------ ENTRIES PROVIDED ------
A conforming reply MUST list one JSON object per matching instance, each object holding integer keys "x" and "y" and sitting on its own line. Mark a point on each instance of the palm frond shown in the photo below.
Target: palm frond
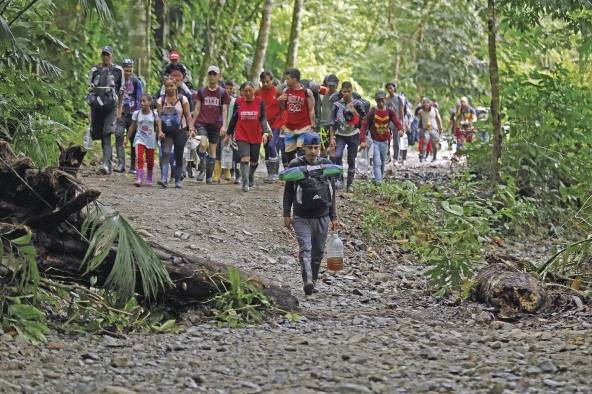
{"x": 101, "y": 7}
{"x": 6, "y": 36}
{"x": 573, "y": 262}
{"x": 133, "y": 256}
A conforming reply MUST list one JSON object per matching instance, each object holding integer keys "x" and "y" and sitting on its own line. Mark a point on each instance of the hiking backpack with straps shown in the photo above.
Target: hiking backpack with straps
{"x": 314, "y": 193}
{"x": 102, "y": 95}
{"x": 169, "y": 117}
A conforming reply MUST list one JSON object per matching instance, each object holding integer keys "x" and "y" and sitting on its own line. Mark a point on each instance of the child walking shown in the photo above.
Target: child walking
{"x": 147, "y": 124}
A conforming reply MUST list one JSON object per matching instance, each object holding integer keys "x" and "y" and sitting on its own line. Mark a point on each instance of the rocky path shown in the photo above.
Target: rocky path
{"x": 374, "y": 327}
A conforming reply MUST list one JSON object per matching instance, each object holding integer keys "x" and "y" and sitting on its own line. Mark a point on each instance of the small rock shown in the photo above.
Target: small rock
{"x": 552, "y": 383}
{"x": 533, "y": 370}
{"x": 428, "y": 354}
{"x": 90, "y": 356}
{"x": 121, "y": 362}
{"x": 347, "y": 388}
{"x": 495, "y": 345}
{"x": 547, "y": 366}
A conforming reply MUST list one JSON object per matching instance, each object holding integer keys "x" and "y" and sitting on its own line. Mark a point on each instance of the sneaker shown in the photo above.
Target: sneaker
{"x": 104, "y": 170}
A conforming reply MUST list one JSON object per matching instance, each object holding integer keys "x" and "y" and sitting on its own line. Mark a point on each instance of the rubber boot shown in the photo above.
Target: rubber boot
{"x": 164, "y": 179}
{"x": 210, "y": 169}
{"x": 252, "y": 170}
{"x": 217, "y": 171}
{"x": 269, "y": 166}
{"x": 190, "y": 169}
{"x": 227, "y": 175}
{"x": 350, "y": 181}
{"x": 139, "y": 177}
{"x": 245, "y": 179}
{"x": 276, "y": 170}
{"x": 201, "y": 167}
{"x": 316, "y": 267}
{"x": 178, "y": 177}
{"x": 307, "y": 276}
{"x": 236, "y": 173}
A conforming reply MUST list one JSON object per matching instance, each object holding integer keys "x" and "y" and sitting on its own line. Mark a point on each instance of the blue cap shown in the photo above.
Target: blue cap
{"x": 311, "y": 138}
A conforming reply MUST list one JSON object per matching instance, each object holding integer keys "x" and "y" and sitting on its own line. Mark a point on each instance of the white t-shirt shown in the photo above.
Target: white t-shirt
{"x": 145, "y": 133}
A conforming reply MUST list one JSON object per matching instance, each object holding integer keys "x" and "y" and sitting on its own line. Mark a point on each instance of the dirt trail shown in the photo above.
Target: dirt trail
{"x": 373, "y": 328}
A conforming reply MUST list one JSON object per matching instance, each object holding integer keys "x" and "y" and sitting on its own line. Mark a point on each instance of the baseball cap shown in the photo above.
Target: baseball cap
{"x": 331, "y": 80}
{"x": 213, "y": 68}
{"x": 380, "y": 94}
{"x": 311, "y": 138}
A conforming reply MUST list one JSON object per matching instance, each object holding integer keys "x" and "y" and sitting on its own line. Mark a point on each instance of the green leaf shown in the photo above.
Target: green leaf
{"x": 22, "y": 240}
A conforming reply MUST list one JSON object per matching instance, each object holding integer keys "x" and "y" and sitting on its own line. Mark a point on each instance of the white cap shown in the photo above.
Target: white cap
{"x": 214, "y": 69}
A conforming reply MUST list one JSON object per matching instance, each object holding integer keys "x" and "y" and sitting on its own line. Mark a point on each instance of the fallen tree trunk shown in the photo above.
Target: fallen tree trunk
------
**PROBLEM REQUIREMENTS:**
Copy the records word for word, leaving no picture in the copy.

**EXPECTED OUTPUT:**
A conforming reply MUST list one JSON object per matching instance, each object holding integer keys "x" and "y" and sitting on its own line. Mark a point on each instance of the palm frond shown in the photo below.
Target: palm frond
{"x": 101, "y": 7}
{"x": 6, "y": 36}
{"x": 573, "y": 262}
{"x": 133, "y": 256}
A conforming reply MUST list one JSON object per matching instance, each object holding integer keys "x" and "y" and sitting on its own line. Mark a point on each instance of the hiking backpack with straps shown in the photo above.
Target: hiking backpack with straps
{"x": 314, "y": 193}
{"x": 102, "y": 95}
{"x": 169, "y": 117}
A conforming reply MUST list one JSON object per matching instance, each object holding integer keys "x" and "y" and sitting on its own line. Mark a point on each instance of the child walking shown in the photo above.
Target: child walking
{"x": 147, "y": 124}
A conforming reply MUST list one JSON object per matching instance, each object holding integer keys "x" and "y" and sitting on its own line. Mark a point on each instance of the rocky path shown in the photo above.
Target: rocky path
{"x": 374, "y": 327}
A conforming reply MUST list one JSON object per matching instance, each object holding integer keys "x" and "y" and sitting on its own line. Mark a point on each instance of the small rock shown in the photo above.
Target: small rock
{"x": 552, "y": 383}
{"x": 533, "y": 370}
{"x": 428, "y": 354}
{"x": 90, "y": 356}
{"x": 121, "y": 362}
{"x": 347, "y": 388}
{"x": 495, "y": 345}
{"x": 547, "y": 366}
A conforming reply MUST list one JSON object per matching instance, each object holding integer keys "x" and "y" and sitting on its own line. Mark a point on each instance of the sneaker shown in the photo above.
Target: sneaker
{"x": 104, "y": 170}
A conforming reply MUST list one JSON object per matching instance, each object holding integer keys "x" and "y" and sitting on its own line. Mark a point on each instance of the rubber boot shown in the photo above.
Target: rubber boot
{"x": 164, "y": 179}
{"x": 210, "y": 169}
{"x": 252, "y": 170}
{"x": 217, "y": 171}
{"x": 269, "y": 166}
{"x": 190, "y": 169}
{"x": 227, "y": 175}
{"x": 350, "y": 181}
{"x": 139, "y": 177}
{"x": 245, "y": 179}
{"x": 276, "y": 170}
{"x": 201, "y": 167}
{"x": 316, "y": 267}
{"x": 178, "y": 177}
{"x": 307, "y": 276}
{"x": 236, "y": 173}
A conforming reply MUST list one JSON object per matching instance, each object holding integer keys "x" and "y" and sitting on its own line. Mark a point on each instance of the blue cap shown in the photo above.
Target: blue cap
{"x": 311, "y": 138}
A conforming reply MUST list one JSON object per matching instance, each object holding integer keys "x" and "y" and sitting on its own line. Mark a point on each instance of the white t-shirt shown in the photo above.
Target: white t-shirt
{"x": 145, "y": 133}
A conforming reply MUST list one JSON object per matching instance, each object holding integer keys "x" and "y" and sitting on its own line. Mark a point on each instance of the dirt trail shown in the photo above.
Target: dirt trail
{"x": 373, "y": 328}
A conforming reply MUST list one JSON object per matching instance, each object holding integer keys "x" and "y" and sitting on its own line. Mark a point on each instance of the baseball cap shown in the photo above.
Target: baseball cap
{"x": 331, "y": 80}
{"x": 213, "y": 68}
{"x": 380, "y": 94}
{"x": 311, "y": 138}
A conforming reply MUST list one JSON object per matching instance, each object holding integer keys "x" and "y" and sitting on its own line. Mark a point on each instance of the green leaf shown in the photo above.
Target: green leaf
{"x": 22, "y": 240}
A conforming reply MUST list one JSON object per matching instance, each object holding integer keys "x" and "y" and sitting on its own line. Mark a point on each instance of the white cap shown in the photo above.
Target: white cap
{"x": 214, "y": 69}
A conforming reply MUST list one JSON object per matching instance, each object holding integer keys "x" and "y" and sitting on its own line. Mark a point on each instance of the fallen tree trunk shown in the photo above.
Target: fallen tree trunk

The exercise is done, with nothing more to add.